— Your goal —
Count the lines in the items below that contain the string "negative", with case counting, and reply with that number alone.

— Data supplied —
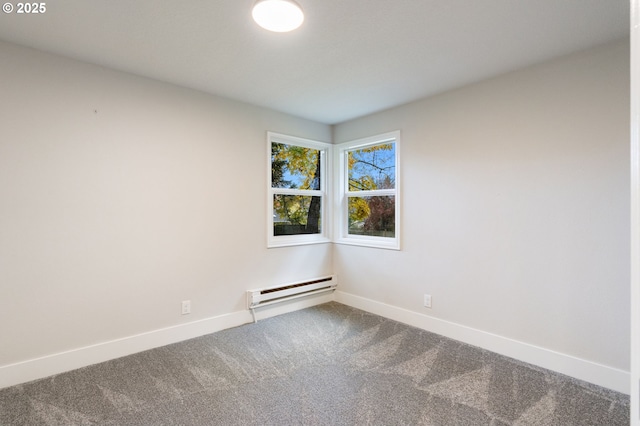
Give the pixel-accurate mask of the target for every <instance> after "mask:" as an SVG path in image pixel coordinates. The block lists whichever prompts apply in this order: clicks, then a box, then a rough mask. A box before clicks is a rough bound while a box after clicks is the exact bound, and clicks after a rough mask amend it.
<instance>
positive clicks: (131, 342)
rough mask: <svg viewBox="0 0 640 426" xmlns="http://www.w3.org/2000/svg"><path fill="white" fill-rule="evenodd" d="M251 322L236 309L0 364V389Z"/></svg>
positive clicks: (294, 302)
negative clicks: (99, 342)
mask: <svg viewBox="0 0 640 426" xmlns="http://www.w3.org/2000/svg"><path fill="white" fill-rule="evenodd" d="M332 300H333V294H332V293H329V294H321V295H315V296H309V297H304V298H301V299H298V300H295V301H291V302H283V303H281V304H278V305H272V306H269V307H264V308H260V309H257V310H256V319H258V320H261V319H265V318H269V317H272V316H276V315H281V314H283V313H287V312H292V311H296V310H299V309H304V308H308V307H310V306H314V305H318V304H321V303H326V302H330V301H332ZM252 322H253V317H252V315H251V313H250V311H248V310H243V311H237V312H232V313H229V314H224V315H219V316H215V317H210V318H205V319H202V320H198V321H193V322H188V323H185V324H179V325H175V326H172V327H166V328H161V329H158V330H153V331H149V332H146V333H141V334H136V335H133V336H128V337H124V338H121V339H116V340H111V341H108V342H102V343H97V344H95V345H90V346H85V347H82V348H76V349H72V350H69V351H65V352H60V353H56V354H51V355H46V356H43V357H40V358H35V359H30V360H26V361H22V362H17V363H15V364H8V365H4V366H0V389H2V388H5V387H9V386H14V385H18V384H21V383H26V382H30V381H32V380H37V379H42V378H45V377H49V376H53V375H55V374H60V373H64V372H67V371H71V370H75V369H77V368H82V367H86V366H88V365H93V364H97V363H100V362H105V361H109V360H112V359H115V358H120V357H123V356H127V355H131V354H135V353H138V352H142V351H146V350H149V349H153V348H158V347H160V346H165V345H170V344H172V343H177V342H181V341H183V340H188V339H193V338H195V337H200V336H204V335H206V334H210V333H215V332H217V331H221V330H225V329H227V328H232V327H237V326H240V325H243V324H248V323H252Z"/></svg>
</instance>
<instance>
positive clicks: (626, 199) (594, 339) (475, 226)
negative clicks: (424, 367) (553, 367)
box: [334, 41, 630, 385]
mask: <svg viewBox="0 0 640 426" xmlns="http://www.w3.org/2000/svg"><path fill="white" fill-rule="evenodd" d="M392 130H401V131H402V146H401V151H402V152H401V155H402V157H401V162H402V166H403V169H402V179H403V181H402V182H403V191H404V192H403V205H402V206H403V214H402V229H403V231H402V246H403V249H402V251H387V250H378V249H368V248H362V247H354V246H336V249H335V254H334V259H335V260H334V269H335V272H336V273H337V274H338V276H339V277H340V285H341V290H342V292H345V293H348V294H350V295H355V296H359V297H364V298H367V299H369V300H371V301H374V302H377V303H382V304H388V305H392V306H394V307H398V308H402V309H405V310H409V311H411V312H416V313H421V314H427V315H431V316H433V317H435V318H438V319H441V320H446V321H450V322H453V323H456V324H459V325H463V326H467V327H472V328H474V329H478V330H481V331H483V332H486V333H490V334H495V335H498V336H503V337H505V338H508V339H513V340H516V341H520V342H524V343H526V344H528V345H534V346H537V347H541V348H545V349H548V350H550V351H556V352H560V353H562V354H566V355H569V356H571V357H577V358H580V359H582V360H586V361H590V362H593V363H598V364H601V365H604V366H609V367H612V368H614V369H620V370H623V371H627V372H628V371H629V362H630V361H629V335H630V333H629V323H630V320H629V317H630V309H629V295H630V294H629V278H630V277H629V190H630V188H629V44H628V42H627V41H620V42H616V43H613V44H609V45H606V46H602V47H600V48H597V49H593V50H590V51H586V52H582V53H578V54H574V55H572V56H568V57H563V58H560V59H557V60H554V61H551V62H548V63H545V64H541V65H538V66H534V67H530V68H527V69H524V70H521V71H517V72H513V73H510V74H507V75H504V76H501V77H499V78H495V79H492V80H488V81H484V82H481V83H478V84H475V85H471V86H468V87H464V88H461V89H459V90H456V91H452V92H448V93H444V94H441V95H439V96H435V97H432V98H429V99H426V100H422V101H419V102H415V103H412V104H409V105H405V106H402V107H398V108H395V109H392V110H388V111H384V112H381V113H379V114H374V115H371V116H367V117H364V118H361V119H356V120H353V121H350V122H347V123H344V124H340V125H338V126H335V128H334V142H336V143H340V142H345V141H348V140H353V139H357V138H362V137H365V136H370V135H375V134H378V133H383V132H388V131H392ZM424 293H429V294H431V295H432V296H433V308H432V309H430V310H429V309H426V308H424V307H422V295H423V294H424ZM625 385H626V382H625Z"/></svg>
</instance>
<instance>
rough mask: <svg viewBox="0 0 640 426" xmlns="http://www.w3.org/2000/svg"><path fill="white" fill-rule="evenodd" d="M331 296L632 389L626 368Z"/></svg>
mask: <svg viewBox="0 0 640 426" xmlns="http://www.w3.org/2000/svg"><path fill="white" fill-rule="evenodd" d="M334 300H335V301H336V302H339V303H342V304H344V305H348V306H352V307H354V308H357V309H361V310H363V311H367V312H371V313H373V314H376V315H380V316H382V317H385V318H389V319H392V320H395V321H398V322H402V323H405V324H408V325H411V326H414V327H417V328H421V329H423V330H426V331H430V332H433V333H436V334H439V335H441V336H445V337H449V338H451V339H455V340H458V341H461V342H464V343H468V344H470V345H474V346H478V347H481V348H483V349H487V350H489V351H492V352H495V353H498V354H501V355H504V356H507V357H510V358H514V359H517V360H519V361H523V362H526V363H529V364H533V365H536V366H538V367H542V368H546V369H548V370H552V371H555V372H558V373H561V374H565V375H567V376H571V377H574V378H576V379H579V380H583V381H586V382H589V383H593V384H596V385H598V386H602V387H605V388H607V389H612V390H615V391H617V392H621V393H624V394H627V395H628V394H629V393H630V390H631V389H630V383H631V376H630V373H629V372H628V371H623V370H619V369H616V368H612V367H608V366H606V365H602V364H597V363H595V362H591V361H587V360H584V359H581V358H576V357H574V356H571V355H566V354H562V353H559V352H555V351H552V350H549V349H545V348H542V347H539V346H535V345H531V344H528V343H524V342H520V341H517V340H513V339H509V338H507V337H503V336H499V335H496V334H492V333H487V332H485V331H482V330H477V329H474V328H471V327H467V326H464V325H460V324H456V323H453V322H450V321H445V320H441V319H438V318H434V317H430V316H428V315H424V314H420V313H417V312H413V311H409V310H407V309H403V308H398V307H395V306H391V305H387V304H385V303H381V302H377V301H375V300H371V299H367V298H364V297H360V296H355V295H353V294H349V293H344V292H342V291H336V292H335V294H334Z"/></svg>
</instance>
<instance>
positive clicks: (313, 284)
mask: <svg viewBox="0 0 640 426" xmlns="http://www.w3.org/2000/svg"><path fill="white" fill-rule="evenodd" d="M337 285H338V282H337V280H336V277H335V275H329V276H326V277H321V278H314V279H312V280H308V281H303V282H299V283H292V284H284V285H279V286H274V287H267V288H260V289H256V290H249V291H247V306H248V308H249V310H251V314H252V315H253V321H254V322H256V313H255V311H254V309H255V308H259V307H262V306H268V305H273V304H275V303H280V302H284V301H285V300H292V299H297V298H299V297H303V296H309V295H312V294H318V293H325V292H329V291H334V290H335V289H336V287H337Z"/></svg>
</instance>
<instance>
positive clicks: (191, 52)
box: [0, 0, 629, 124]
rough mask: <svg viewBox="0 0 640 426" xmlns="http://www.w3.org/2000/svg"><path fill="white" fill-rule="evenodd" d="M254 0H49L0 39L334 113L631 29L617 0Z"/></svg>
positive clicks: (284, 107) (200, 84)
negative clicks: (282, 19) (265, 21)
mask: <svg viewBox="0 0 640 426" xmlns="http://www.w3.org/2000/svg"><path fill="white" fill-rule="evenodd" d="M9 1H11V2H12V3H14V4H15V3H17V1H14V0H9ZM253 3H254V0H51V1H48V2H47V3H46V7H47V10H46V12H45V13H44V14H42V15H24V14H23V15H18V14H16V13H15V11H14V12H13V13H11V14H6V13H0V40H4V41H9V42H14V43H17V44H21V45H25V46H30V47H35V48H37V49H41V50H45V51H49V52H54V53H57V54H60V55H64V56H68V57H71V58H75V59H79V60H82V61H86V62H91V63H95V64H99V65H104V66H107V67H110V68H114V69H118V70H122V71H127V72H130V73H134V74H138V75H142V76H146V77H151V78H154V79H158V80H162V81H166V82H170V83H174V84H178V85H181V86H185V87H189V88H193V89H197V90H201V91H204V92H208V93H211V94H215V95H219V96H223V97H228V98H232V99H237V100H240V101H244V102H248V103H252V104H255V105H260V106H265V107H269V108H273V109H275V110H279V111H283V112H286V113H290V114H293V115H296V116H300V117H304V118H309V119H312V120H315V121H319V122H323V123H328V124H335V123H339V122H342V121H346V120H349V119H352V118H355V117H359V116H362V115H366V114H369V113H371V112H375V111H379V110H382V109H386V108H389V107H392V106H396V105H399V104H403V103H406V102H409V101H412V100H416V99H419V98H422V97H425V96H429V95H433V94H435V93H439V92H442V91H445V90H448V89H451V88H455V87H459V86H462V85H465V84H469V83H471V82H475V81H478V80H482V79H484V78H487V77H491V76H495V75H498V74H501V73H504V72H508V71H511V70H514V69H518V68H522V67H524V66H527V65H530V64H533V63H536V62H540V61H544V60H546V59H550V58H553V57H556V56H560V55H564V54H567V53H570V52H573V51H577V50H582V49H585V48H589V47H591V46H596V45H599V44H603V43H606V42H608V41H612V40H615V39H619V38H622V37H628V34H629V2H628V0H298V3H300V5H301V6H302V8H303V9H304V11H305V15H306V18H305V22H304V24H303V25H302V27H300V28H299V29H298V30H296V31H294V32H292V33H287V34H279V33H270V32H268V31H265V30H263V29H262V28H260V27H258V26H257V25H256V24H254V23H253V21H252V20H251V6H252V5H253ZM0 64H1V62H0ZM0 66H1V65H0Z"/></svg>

— Output for this exercise —
3